- Instruções
**a)** Duplique o trecho do texto sobre os laudos falsos que começa em "Quando reclamavam, os" e vai até "apresentava como advogado.".
**b)** Com base no texto sobre os laudos falsos, responda:
(i) Quantas falsificações a corregedoria da UFRGS descobriu?
(ii) Quanto o policial militar da reserva de Passo Fundo pagou em honorários?
(iii) Quantas doenças garantem isenção do Imposto de Renda a aposentados, segundo a Receita Federal?
**c)** Reescreva em forma de lista o parágrafo do texto sobre os laudos falsos que começa com "Depois de receber da Receita Federal", mantendo os fatos principais.

Em junho do ano passado, recebeu notificação da Receita Federal contestando a documentação apresentada e pedindo ressarcimento do dinheiro. É que o órgão identificou nos papéis um laudo falso de doenças que o militar nunca teve: linfadenite crônica, que é uma infecção nos gânglios linfáticos, e câncer de mama, moléstia que raramente atinge os homens. O documento foi emitido por um laboratório privado de Porto Alegre.
— Eu não tenho dinheiro, a princípio vou ter que fazer empréstimo. O dinheiro que eu recebi eu apliquei numa reforma, fiz uma reforma na minha casa — conta o militar.
Um policial militar da reserva, de Passo Fundo, também contratou o escritório e recebeu de volta R$ 93 mil retroativos ao Imposto de Renda recolhido nos últimos cinco anos. O aposentado, que também pediu para não ser identificado, disse que pagou R$ 23 mil em honorários.
Depois de receber da Receita Federal R$ 70 mil em retroativos, foi notificado a devolver o dinheiro porque o laudo emitido pelo Subsistema Integrado de Atenção à Saúde do Servidor (SIASS), ligado à Universidade Federal do Rio Grande do Sul (UFRGS), era falso e mostrava-o como paciente de câncer. O militar já quitou parte dos valores, referentes a três anos de imposto devolvido. Ele disse que contou ao escritório que tinha diabetes e que nunca sofreu de câncer nem foi em qualquer órgão da UFRGS.
— Para "mim" pagar esses três anos, que deu R$ 69.037, eu tive de vender meu carro —afirma o militar, que ainda precisa recolher aos cofres da União cerca de R$ 33 mil.
Segundo a corregedoria da UFRGS, foram descobertas cerca de 180 falsificações.
— São falsificações, de certo modo, grosseiras. Alguns médicos que pretensamente assinaram esses laudos deram declarações pra nós dizendo que não foram os responsáveis — disse o corregedor Claudio Moacir Marques Corrêa.
Quando reclamavam, os clientes dizem que o responsável pelo escritório, o contador Carlos Rosa Júnior, respondia por meio de um vídeo, garantindo que era possível reverter a cobrança da receita.
— Nós temos vários recursos até que, de fato, haja alguma situação em que a gente tenha de se preocupar. Ou seja, até que tenha uma dívida tributária — disse Carlos, em uma gravação.
Além de contador, em pelo menos um dos contratos de prestação de serviço assinados com os clientes, ele também se apresentava como advogado.
Segundo a Receita Federal, são 16 as doenças que garantem isenção do Imposto de Renda a aposentados. Como as enfermidades que realmente possuem não fazem parte desse grupo, o escritório teria forjado laudos de doenças que dariam direito ao benefício. A dica para quem procura essa isenção é sempre conferir os documentos caso contrate um escritório ou consultoria. No entanto, não é preciso intermediário.

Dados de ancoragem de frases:

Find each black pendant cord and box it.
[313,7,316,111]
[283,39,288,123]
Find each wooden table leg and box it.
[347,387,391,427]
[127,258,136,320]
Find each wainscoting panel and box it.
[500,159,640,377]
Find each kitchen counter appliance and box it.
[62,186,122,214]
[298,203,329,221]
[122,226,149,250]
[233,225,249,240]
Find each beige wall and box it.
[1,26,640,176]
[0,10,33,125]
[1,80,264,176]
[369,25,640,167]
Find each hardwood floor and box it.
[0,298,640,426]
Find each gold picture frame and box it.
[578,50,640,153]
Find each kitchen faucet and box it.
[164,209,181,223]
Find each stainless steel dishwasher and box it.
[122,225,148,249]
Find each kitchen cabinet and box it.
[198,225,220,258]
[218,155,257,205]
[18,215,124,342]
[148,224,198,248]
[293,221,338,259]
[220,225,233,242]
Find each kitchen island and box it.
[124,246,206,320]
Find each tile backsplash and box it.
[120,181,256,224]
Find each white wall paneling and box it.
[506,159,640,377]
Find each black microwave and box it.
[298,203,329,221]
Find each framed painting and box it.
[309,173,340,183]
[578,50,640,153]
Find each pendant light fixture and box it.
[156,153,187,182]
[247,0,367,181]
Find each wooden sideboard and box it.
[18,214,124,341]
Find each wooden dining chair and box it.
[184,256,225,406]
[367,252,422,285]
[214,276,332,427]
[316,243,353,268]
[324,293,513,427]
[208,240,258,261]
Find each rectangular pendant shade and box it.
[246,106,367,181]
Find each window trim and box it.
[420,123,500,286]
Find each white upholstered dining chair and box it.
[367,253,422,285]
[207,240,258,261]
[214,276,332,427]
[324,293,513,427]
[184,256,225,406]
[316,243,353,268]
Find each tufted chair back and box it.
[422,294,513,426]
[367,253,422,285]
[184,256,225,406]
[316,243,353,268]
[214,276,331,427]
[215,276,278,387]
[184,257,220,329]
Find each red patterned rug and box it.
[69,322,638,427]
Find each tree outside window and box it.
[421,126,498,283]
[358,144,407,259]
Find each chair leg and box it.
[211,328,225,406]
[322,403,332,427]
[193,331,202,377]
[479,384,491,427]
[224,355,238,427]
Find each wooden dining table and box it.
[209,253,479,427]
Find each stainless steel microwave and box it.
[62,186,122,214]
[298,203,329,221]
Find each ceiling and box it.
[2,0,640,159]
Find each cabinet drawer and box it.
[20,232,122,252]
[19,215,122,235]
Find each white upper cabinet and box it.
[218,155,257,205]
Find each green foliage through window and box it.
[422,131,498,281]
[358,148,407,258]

- Respostas dos problemas
**a)**
Quando reclamavam, os clientes dizem que o responsável pelo escritório, o contador Carlos Rosa Júnior, respondia por meio de um vídeo, garantindo que era possível reverter a cobrança da receita.
— Nós temos vários recursos até que, de fato, haja alguma situação em que a gente tenha de se preocupar. Ou seja, até que tenha uma dívida tributária — disse Carlos, em uma gravação.
Além de contador, em pelo menos um dos contratos de prestação de serviço assinados com os clientes, ele também se apresentava como advogado.

**b)**
(i) Cerca de 180.
(ii) R$ 23 mil.
(iii) 16.

**c)**
- Recebeu da Receita Federal R$ 70 mil em retroativos.
- Foi notificado a devolver o dinheiro porque o laudo era falso e o mostrava como paciente de câncer. O laudo foi emitido em nome do SIASS, ligado à UFRGS.
- Já quitou parte dos valores, referentes a três anos de imposto devolvido.
- Disse ter contado ao escritório que tinha diabetes. Afirmou que nunca sofreu de câncer e que nunca foi a qualquer órgão da UFRGS.